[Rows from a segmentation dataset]
+--
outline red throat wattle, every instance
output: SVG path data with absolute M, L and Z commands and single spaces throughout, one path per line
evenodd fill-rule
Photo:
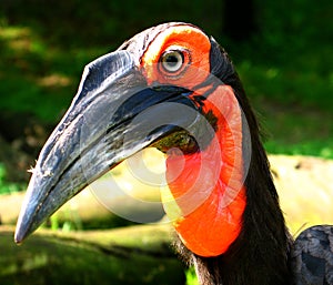
M 239 236 L 246 197 L 242 116 L 233 90 L 219 86 L 209 95 L 205 109 L 218 118 L 215 138 L 200 152 L 169 153 L 170 193 L 162 193 L 162 199 L 184 245 L 209 257 L 225 253 Z

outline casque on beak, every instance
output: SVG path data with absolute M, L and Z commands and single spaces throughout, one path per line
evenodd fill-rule
M 39 155 L 16 242 L 21 243 L 68 200 L 124 159 L 191 125 L 196 106 L 190 93 L 179 86 L 148 85 L 127 50 L 88 64 L 70 109 Z M 192 115 L 182 115 L 180 105 L 193 110 Z

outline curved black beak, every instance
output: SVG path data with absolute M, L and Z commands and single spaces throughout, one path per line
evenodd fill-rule
M 43 146 L 17 224 L 20 243 L 62 204 L 124 159 L 179 126 L 195 112 L 191 92 L 149 86 L 133 55 L 119 50 L 84 69 L 78 94 Z

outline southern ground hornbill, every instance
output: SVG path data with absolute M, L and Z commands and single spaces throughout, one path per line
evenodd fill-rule
M 167 153 L 163 205 L 201 284 L 333 284 L 332 227 L 292 241 L 228 54 L 180 22 L 148 29 L 87 65 L 40 153 L 16 242 L 148 146 Z

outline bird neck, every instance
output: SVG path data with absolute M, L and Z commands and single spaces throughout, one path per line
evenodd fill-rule
M 162 193 L 184 245 L 206 257 L 225 253 L 238 238 L 246 205 L 241 109 L 230 86 L 221 85 L 209 96 L 203 106 L 208 112 L 218 118 L 213 138 L 194 153 L 168 152 L 170 193 Z
M 192 193 L 185 196 L 189 203 L 191 196 L 198 197 L 194 190 L 186 192 L 189 185 L 196 185 L 194 189 L 199 193 L 209 189 L 205 193 L 208 199 L 193 212 L 190 208 L 190 213 L 182 215 L 185 207 L 175 203 L 179 206 L 179 216 L 174 218 L 181 240 L 179 252 L 194 265 L 201 285 L 289 285 L 292 241 L 285 228 L 258 122 L 246 98 L 239 98 L 239 94 L 244 96 L 242 86 L 235 91 L 223 86 L 220 91 L 223 91 L 223 106 L 219 99 L 214 101 L 214 106 L 223 113 L 218 116 L 214 136 L 220 147 L 210 144 L 205 150 L 183 159 L 175 154 L 168 159 L 169 187 L 176 202 L 183 193 Z M 218 114 L 219 110 L 213 112 Z M 250 128 L 250 138 L 244 135 L 243 118 Z M 244 161 L 246 149 L 251 150 L 250 161 Z M 220 163 L 214 160 L 215 156 L 222 157 Z M 245 163 L 249 163 L 246 173 Z M 198 165 L 208 166 L 200 172 Z M 210 184 L 215 172 L 219 179 Z M 204 174 L 202 179 L 201 173 Z M 234 189 L 238 192 L 229 191 Z M 225 207 L 222 201 L 228 193 L 236 194 L 232 195 L 233 203 Z M 230 227 L 225 226 L 228 222 Z M 225 236 L 232 237 L 226 241 Z M 191 247 L 193 240 L 198 248 L 205 251 L 196 252 L 195 246 Z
+--
To do: Return each line of the entries above that contains the string "beak", treating uppercase and lowercase as different.

Exercise answer:
outline casque on beak, every instance
outline curved black beak, every instance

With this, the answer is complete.